+++ EXCERPT TO READ +++
Stable-Fast

Overview

Stable-Fast is a JIT compilation framework that optimizes Stable Diffusion UNet models by tracing execution, fusing operators and optionally capturing CUDA graphs. It can provide significant speedup for SD1.5/SDXL batch workflows with zero quality loss.

Unlike runtime attention optimizations (SageAttention, SpargeAttn), Stable-Fast performs ahead-of-time compilation on the first inference pass. The compiled model is cached and reused for subsequent generations with compatible shapes.

How It Works

Stable-Fast applies three optimization layers:

1. TorchScript Tracing

The first forward pass through the UNet is recorded into a static computational graph:

traced_model = torch.jit.trace(unet, example_inputs)

This eliminates Python interpreter overhead and enables downstream graph optimizations.

2. Operator Fusion

The traced graph undergoes pattern-based fusion:

Conv + BatchNorm fusion: Merges normalization into convolution weights
Activation fusion: Fuses ReLU/GELU/SiLU directly into linear/conv ops
Memory layout optimization: Converts to channels-last format for faster conv execution
Triton kernels: Replaces PyTorch ops with hand-tuned Triton implementations (if enable_triton=True)

Example fusion:

# Before:
x = conv(input)
x = batch_norm(x)
x = relu(x)

# After:
x = fused_conv_bn_relu(input)  # Single kernel launch

3. CUDA Graph Capture (Optional)

When enable_cuda_graph=True, the entire forward pass is captured as a static CUDA graph:

Kernel launches are recorded once and replayed on subsequent runs
Eliminates CPU launch overhead (~10-15% speedup)
Requires fixed input shapes and batch sizes

Trade-off: Higher VRAM usage (~500MB for graph buffers) and less flexibility.

Installation

Windows/Linux (Manual)

Follow the official guide:

# Install from PyPI (recommended)
pip install stable-fast

# Or build from source for latest features
git clone https://github.com/chengzeyi/stable-fast
cd stable-fast
pip install -e .

Prerequisites: - PyTorch 2.0+ with CUDA support - xformers (optional but recommended) - Triton (optional for Triton kernel fusion)

Docker

Stable-Fast is included in the Docker image when INSTALL_STABLE_FAST=1:

docker-compose build --build-arg INSTALL_STABLE_FAST=1

Default is 0 (disabled) to reduce image size and build time.

Usage

Streamlit UI

Enable in the Performance section of the sidebar:

Check Stable Fast
Generate images — the first run compiles the model (30-60s delay)
Subsequent generations reuse the cached compiled model

Visual indicator: The first generation shows "Compiling model..." in the progress bar.
+++
ACTIONS TO TAKE:
1. Answer these questions from the Stable-Fast page:
(a) About how much VRAM do CUDA graph buffers use?
(b) What is the default value of INSTALL_STABLE_FAST?
(c) How long is the delay when the first run compiles the model?
2. Please echo the Stable-Fast page between "# Install from" and "Triton kernel fusion)", inclusive.
3. Shorten the Stable-Fast page's paragraph that begins "Unlike runtime attention optimizations", keeping its main facts.
The listing has nothing to do with the Stable-Fast page.
+++ PROVIDED MATERIAL +++
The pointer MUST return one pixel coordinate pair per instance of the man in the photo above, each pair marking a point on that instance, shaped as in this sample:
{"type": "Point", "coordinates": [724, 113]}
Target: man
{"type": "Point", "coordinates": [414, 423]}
+++
YOUR RESPONSES:
1.
(a) About 500MB
(b) 0 (disabled)
(c) 30-60s

2.
# Install from PyPI (recommended)
pip install stable-fast

# Or build from source for latest features
git clone https://github.com/chengzeyi/stable-fast
cd stable-fast
pip install -e .

Prerequisites: - PyTorch 2.0+ with CUDA support - xformers (optional but recommended) - Triton (optional for Triton kernel fusion)

3. Unlike runtime attention optimizations such as SageAttention and SpargeAttn, Stable-Fast compiles ahead of time on the first inference pass. It caches the compiled model and reuses it for later generations with compatible shapes.